Return exactly the lines that run from the one containing "For every instance of the man's stubble" to the end of the entries, with both ends included.

───

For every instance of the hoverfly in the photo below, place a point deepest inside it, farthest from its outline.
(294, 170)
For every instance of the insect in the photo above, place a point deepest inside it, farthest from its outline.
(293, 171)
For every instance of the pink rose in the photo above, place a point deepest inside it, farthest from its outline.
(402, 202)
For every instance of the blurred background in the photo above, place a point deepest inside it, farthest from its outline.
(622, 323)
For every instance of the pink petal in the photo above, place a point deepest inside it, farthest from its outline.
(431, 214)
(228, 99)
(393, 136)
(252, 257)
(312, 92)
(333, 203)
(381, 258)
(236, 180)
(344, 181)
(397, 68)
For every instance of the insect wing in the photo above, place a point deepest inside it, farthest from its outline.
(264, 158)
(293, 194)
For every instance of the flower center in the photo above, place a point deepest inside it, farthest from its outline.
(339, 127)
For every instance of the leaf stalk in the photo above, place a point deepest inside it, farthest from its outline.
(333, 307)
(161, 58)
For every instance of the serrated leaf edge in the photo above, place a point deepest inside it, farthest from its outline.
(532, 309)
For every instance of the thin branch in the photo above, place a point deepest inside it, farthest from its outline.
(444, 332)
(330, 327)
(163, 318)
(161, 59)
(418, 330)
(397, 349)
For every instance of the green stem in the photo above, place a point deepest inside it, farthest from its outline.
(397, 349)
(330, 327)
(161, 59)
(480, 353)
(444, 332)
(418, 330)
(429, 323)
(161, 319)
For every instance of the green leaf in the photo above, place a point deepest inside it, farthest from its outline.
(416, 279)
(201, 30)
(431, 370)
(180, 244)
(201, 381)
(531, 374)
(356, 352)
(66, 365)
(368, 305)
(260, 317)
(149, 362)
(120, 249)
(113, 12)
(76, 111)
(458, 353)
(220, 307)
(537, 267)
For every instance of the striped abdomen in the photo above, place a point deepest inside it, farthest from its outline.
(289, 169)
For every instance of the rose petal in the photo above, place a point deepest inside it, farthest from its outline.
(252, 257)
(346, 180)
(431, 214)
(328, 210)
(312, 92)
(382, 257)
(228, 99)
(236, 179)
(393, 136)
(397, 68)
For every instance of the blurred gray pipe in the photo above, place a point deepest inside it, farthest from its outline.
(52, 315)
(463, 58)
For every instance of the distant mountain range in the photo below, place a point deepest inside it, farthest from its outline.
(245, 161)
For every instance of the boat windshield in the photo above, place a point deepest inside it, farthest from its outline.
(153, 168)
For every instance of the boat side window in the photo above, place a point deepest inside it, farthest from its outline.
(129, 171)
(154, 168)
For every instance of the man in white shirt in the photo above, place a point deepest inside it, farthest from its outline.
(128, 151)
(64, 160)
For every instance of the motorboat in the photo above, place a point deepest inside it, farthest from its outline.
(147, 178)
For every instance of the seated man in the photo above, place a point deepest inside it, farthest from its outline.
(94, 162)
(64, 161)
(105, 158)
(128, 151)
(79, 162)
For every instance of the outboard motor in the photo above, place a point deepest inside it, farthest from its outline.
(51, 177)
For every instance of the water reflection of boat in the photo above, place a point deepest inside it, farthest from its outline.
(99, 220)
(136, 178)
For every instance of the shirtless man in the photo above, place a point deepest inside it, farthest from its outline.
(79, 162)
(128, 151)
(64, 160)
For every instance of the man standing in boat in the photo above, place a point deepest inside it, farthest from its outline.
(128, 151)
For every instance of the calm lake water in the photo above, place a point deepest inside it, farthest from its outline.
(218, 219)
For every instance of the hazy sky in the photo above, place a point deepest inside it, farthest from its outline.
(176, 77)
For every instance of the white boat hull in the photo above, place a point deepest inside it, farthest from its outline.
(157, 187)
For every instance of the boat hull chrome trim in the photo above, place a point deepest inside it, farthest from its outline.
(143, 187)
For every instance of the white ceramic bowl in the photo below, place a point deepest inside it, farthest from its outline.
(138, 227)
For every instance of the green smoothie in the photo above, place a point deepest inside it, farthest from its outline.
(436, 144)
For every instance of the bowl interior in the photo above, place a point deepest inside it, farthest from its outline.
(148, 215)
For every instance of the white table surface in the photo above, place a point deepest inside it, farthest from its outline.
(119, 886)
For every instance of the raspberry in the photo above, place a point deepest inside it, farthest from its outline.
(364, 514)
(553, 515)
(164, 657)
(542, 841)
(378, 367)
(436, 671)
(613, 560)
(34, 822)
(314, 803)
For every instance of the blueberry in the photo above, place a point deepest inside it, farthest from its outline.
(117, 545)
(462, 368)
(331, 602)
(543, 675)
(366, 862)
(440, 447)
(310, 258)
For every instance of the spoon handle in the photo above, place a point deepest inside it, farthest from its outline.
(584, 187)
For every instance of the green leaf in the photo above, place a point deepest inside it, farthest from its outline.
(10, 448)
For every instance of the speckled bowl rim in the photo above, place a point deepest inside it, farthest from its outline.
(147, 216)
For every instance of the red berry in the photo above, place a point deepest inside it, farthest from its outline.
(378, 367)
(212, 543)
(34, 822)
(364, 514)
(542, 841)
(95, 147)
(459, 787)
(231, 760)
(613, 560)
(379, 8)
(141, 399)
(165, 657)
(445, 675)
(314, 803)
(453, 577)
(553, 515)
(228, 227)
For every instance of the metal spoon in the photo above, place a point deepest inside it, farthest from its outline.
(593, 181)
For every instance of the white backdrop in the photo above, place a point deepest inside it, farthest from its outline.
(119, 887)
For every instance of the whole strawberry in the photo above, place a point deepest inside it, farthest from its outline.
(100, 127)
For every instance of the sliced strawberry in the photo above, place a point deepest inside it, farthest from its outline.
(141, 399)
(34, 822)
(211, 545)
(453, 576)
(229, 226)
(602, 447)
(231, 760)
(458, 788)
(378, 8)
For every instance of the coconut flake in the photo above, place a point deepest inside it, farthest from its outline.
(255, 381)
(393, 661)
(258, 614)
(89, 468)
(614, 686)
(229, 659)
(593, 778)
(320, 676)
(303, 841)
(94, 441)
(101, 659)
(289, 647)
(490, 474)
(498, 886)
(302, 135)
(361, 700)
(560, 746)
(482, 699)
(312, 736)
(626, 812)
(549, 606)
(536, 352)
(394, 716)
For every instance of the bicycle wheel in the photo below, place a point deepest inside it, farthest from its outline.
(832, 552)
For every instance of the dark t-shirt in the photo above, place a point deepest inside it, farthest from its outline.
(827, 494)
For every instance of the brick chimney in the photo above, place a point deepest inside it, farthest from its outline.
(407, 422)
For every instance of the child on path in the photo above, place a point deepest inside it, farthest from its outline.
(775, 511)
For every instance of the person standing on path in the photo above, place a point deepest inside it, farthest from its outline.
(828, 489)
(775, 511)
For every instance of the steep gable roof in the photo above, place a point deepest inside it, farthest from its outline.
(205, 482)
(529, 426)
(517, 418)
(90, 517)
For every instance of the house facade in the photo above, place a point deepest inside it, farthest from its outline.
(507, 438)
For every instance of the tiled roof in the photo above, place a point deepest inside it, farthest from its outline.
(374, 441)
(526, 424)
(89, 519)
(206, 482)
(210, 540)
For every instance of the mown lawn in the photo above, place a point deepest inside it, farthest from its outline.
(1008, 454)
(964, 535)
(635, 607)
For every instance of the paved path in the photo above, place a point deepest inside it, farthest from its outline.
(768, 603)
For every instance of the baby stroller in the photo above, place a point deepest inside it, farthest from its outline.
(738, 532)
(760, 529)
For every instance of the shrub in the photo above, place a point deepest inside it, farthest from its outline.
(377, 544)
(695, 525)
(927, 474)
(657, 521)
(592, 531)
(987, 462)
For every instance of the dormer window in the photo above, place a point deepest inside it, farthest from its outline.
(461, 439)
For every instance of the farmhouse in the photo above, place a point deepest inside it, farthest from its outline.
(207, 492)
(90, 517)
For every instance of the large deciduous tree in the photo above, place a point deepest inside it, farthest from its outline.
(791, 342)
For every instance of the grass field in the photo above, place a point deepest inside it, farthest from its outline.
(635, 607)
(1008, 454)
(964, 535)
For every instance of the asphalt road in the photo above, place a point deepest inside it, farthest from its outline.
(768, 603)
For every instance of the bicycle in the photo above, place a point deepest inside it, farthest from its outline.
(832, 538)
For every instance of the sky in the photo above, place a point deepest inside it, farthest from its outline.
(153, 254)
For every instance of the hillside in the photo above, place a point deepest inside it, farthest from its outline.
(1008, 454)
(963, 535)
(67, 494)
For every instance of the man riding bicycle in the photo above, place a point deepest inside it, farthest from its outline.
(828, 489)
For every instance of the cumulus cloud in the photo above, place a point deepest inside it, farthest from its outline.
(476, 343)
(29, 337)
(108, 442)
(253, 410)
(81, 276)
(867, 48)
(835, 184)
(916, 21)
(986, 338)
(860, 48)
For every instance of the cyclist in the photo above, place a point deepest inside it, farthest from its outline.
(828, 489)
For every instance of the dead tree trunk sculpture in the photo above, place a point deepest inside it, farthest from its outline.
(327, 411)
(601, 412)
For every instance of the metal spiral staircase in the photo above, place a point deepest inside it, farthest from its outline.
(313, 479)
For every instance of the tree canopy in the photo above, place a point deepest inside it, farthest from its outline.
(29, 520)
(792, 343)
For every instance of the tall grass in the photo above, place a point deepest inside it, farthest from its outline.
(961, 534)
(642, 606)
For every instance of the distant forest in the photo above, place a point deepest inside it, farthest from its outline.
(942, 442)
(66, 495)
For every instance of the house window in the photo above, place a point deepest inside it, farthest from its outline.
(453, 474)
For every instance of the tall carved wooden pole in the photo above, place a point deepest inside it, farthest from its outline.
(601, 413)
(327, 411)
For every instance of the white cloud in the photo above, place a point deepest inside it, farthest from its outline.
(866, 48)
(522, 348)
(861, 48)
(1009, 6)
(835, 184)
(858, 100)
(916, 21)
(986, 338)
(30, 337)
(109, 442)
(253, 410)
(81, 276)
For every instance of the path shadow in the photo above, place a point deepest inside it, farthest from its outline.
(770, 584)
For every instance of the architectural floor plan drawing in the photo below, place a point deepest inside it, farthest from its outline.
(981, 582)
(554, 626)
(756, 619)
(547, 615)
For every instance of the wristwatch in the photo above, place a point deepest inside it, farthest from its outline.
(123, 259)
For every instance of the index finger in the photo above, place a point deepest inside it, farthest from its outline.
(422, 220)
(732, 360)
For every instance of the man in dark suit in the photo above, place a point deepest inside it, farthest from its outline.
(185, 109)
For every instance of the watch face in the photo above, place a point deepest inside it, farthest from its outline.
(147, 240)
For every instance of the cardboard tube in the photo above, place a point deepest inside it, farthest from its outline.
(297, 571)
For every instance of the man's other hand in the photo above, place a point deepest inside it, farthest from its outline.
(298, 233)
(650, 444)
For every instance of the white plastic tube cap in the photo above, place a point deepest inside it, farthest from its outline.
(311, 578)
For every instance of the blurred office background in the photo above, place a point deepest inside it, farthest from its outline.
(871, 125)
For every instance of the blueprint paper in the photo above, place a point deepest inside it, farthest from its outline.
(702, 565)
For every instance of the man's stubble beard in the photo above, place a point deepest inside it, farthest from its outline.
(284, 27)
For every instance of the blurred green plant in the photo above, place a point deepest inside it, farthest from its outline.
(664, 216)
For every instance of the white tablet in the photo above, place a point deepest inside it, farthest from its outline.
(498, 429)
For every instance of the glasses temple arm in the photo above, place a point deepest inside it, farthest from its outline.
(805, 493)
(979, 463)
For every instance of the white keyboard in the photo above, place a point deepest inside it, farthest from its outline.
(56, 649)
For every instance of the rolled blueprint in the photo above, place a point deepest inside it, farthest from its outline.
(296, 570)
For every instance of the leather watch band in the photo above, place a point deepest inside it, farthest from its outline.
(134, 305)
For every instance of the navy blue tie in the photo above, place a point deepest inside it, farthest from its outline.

───

» **Task response**
For every instance of the man's stubble beard in the photo above, place a point deepest inside it, farthest from its outline.
(284, 27)
For every instance of the blurred green plant in the photo above, place a point deepest inside it, farthest from its outline.
(664, 216)
For every instance of the white tablet in the photo above, place a point deepest inside it, farthest from its outline.
(498, 429)
For every instance of the glasses temple arm in the photo above, place a point deepest inside it, farthest from its outline.
(805, 493)
(979, 463)
For every instance of the white keyboard in the photo above, place a point deepest inside it, farthest from its outline.
(56, 649)
For every instance of the rolled blueprint in the photo above, place a point deepest inside it, farthest from its outline.
(296, 570)
For every instance of the leather watch band in the photo above, place a point deepest inside it, farthest from its outline.
(134, 305)
For every instance of the navy blue tie in the photo above, place a point deepest inside it, farthest from its outline.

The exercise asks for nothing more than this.